- _TASK GOAL_
I would like you to transcribe all of the data exactly.

- _DATASET EXCERPTS_
-- -- --
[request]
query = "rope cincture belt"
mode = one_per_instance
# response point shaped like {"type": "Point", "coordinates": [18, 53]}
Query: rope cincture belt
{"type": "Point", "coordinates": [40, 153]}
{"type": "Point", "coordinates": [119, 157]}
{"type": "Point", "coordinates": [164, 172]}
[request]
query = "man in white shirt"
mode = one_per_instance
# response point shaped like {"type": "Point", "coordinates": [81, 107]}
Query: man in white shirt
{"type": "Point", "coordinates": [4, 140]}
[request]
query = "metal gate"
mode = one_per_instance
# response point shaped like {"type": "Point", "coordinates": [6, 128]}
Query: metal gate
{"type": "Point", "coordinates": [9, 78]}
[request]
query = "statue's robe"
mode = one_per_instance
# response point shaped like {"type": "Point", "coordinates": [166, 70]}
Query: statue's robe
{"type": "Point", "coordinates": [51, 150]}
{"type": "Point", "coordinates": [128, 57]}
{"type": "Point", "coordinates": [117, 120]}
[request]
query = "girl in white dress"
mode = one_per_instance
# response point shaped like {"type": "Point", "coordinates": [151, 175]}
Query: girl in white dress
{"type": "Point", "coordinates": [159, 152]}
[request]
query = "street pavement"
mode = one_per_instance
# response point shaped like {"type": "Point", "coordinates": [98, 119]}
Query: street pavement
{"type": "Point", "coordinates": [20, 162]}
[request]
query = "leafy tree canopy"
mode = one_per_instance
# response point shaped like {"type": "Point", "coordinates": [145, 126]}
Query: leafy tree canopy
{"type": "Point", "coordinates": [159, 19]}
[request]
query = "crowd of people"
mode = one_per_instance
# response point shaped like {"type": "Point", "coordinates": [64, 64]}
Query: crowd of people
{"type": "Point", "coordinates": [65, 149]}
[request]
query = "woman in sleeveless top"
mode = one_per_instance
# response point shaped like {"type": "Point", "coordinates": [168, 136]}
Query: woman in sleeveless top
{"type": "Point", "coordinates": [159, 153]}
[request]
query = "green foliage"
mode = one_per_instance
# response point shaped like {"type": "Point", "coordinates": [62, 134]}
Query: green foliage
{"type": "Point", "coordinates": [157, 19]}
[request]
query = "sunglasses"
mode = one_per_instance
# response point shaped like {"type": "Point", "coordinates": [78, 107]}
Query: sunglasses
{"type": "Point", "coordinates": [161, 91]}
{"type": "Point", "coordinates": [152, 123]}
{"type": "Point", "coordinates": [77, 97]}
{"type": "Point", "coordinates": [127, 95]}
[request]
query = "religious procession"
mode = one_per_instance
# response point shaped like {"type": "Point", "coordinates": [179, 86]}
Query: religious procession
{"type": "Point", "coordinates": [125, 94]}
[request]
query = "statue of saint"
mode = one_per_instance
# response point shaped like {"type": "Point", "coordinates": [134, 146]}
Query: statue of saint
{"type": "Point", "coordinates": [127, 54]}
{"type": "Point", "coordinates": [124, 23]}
-- -- --
- _EXERCISE OUTPUT_
[request]
query = "rope cincture belt"
mode = one_per_instance
# response point shaped like {"type": "Point", "coordinates": [18, 53]}
Query: rope cincture belt
{"type": "Point", "coordinates": [40, 153]}
{"type": "Point", "coordinates": [119, 157]}
{"type": "Point", "coordinates": [164, 172]}
[request]
query = "man in white shirt"
mode = one_per_instance
# response point shaped like {"type": "Point", "coordinates": [81, 107]}
Query: man in white shirt
{"type": "Point", "coordinates": [4, 140]}
[request]
query = "metal gate"
mode = one_per_instance
# response point shaped like {"type": "Point", "coordinates": [6, 128]}
Query: metal gate
{"type": "Point", "coordinates": [9, 78]}
[request]
query = "statue's robe"
mode = one_per_instance
# response point shaped like {"type": "Point", "coordinates": [166, 70]}
Query: statue's robe
{"type": "Point", "coordinates": [51, 150]}
{"type": "Point", "coordinates": [128, 57]}
{"type": "Point", "coordinates": [117, 120]}
[request]
query = "girl in white dress"
mode = one_per_instance
# response point shaped like {"type": "Point", "coordinates": [151, 175]}
Query: girl in white dress
{"type": "Point", "coordinates": [159, 152]}
[request]
query = "street pavement"
mode = one_per_instance
# response point shaped like {"type": "Point", "coordinates": [98, 119]}
Query: street pavement
{"type": "Point", "coordinates": [20, 162]}
[request]
query = "leafy tree canopy"
mode = one_per_instance
# response point shaped like {"type": "Point", "coordinates": [145, 126]}
Query: leafy tree canopy
{"type": "Point", "coordinates": [159, 19]}
[request]
query = "crowd of people"
mode = one_per_instance
# response point shaped like {"type": "Point", "coordinates": [64, 64]}
Query: crowd of people
{"type": "Point", "coordinates": [65, 149]}
[request]
query = "woman in sleeveless top"
mode = one_per_instance
# response point shaped like {"type": "Point", "coordinates": [168, 136]}
Query: woman in sleeveless top
{"type": "Point", "coordinates": [159, 153]}
[request]
query = "green foliage"
mode = one_per_instance
# response point shaped like {"type": "Point", "coordinates": [62, 134]}
Query: green foliage
{"type": "Point", "coordinates": [157, 19]}
[request]
query = "sunglasses"
mode = one_per_instance
# response point shaped like {"type": "Point", "coordinates": [78, 107]}
Query: sunglasses
{"type": "Point", "coordinates": [161, 91]}
{"type": "Point", "coordinates": [152, 123]}
{"type": "Point", "coordinates": [77, 97]}
{"type": "Point", "coordinates": [127, 95]}
[request]
query = "religious procession"
mode = one_per_instance
# response point shaped like {"type": "Point", "coordinates": [179, 86]}
Query: religious procession
{"type": "Point", "coordinates": [125, 94]}
[request]
query = "statue of saint"
mode = one_per_instance
# response point shaped like {"type": "Point", "coordinates": [134, 146]}
Query: statue of saint
{"type": "Point", "coordinates": [127, 54]}
{"type": "Point", "coordinates": [124, 23]}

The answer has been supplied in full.